> Your task
Return every line of the records below that contains the string "window", treating uppercase and lowercase letters as distinct.

> Excerpted records

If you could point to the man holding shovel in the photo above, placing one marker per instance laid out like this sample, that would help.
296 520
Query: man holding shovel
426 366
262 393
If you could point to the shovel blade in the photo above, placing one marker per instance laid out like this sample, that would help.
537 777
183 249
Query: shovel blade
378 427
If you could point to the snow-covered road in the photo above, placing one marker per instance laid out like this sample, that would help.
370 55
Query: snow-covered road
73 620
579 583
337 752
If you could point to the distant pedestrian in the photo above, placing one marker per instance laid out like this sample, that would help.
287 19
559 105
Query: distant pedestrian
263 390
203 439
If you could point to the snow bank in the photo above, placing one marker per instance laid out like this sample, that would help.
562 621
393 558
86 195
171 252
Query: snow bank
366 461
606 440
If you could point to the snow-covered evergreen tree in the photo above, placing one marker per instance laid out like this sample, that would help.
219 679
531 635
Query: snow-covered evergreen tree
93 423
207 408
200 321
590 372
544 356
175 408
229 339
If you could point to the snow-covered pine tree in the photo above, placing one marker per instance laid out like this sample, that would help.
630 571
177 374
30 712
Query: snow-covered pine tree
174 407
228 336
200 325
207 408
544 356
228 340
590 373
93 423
==
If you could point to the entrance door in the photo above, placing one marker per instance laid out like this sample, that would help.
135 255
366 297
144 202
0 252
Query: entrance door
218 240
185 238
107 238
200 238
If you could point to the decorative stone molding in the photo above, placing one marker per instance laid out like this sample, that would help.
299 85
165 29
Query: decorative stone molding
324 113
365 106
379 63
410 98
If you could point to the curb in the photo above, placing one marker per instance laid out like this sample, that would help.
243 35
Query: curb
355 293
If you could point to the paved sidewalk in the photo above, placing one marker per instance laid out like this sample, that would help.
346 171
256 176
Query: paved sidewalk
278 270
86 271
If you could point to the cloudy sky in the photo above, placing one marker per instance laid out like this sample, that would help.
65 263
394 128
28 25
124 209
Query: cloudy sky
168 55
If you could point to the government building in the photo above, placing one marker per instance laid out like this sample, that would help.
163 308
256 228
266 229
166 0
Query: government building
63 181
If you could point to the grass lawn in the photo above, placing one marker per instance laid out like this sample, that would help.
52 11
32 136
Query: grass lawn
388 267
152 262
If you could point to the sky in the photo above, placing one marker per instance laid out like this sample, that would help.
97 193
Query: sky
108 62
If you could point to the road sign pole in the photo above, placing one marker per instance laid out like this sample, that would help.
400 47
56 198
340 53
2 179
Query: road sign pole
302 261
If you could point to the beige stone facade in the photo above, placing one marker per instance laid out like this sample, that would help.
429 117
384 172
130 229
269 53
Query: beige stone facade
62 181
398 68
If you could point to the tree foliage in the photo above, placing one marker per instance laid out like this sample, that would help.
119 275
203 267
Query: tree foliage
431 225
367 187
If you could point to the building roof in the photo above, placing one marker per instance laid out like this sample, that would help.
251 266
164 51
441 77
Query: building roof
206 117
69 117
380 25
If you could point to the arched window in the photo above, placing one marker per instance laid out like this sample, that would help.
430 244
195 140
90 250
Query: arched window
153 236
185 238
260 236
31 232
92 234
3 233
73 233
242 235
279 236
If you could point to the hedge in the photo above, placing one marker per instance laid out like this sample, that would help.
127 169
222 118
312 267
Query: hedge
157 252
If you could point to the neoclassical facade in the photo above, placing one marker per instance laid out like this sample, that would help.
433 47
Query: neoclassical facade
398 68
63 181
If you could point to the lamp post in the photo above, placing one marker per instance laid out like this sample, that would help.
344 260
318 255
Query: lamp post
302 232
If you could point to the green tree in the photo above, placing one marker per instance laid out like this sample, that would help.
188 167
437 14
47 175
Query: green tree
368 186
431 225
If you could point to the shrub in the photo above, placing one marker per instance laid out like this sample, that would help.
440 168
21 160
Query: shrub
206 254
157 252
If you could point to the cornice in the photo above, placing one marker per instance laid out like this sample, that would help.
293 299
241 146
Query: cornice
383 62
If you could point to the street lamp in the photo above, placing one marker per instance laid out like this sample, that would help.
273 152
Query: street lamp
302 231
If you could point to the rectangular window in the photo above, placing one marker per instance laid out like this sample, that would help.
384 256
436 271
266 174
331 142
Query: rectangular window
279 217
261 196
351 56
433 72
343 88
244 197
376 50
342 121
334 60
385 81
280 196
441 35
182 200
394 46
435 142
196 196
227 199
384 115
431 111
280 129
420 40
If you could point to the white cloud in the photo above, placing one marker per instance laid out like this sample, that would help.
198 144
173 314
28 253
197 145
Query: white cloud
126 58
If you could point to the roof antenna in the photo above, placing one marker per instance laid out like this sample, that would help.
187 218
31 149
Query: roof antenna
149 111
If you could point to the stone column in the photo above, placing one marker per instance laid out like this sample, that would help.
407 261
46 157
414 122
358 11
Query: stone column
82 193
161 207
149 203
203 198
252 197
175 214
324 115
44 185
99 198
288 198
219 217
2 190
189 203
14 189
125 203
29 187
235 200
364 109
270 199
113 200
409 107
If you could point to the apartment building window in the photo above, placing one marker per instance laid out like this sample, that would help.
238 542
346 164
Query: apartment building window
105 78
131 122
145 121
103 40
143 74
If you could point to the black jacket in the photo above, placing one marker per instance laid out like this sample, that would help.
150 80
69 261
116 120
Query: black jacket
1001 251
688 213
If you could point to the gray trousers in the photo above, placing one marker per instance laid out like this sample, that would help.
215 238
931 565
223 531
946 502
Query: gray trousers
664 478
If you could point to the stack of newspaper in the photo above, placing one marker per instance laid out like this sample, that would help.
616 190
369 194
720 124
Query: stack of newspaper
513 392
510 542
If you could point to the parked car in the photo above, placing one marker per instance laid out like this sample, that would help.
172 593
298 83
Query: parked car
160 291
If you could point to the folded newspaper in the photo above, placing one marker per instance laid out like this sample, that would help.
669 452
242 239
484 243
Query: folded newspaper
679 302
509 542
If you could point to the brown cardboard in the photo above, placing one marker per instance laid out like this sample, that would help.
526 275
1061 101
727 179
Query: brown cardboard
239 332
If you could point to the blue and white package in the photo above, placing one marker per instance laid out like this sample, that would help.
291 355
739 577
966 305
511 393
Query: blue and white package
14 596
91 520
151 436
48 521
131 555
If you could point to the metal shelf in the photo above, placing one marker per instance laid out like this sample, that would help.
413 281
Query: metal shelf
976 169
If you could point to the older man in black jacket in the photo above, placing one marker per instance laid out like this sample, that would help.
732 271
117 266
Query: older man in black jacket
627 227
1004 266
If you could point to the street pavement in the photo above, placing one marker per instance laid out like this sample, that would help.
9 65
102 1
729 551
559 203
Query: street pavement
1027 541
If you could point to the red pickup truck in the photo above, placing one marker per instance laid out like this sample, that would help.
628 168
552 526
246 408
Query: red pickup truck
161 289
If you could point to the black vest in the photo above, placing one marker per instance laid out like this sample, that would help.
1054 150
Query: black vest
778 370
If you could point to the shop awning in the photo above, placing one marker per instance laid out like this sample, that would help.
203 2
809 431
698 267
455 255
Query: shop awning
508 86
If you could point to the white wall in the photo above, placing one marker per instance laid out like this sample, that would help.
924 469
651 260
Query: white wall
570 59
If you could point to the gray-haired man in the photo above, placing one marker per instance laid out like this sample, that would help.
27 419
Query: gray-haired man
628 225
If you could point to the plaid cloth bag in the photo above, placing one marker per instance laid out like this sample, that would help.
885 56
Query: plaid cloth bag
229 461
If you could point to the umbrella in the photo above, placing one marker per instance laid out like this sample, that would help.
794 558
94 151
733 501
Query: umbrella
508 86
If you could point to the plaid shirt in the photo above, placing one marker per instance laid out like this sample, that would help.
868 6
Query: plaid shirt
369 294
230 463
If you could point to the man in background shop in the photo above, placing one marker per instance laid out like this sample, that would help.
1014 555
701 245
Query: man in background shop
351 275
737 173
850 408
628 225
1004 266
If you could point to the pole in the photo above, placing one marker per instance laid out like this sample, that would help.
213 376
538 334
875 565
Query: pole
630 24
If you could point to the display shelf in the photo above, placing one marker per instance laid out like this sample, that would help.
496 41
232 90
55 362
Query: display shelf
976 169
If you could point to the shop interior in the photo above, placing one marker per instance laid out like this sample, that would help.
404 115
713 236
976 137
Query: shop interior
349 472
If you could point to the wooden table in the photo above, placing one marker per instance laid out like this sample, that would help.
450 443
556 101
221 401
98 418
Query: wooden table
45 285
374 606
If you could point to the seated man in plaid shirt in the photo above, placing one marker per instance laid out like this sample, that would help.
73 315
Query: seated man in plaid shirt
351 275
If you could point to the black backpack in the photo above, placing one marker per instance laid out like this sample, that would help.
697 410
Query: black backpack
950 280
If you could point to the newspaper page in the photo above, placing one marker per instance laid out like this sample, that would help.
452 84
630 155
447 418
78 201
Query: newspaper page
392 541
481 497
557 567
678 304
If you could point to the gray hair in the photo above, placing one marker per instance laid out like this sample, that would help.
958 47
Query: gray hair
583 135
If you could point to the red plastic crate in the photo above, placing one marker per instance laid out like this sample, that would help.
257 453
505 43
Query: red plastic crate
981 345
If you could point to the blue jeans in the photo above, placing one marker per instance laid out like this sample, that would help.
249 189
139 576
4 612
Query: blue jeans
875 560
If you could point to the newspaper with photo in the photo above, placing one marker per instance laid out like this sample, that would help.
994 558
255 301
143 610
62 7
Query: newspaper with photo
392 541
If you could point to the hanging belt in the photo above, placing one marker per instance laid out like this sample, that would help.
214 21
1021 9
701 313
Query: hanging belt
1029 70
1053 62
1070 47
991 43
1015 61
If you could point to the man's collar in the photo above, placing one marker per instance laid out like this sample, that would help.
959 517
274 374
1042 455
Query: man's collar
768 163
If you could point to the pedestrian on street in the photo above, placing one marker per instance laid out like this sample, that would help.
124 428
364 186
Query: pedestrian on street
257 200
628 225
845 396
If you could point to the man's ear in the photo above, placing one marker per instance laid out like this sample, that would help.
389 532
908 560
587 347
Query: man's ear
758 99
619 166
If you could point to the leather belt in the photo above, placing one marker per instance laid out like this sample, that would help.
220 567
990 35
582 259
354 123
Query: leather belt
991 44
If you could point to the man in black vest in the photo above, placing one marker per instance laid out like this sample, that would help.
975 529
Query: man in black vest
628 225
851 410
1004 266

> Result of the task
If you could point to the arched window in the photo above, placing one marker per instance laid out like this sample, that would help.
Query: arched window
If you could point to the rectangular window in the photo above, placing one marker per instance laid out like this sample, that would help.
Query: rectangular window
If you could point to the apartment building window in the photo above, placing one marker per instance laid out like this sample, that would help.
Query: apartment building window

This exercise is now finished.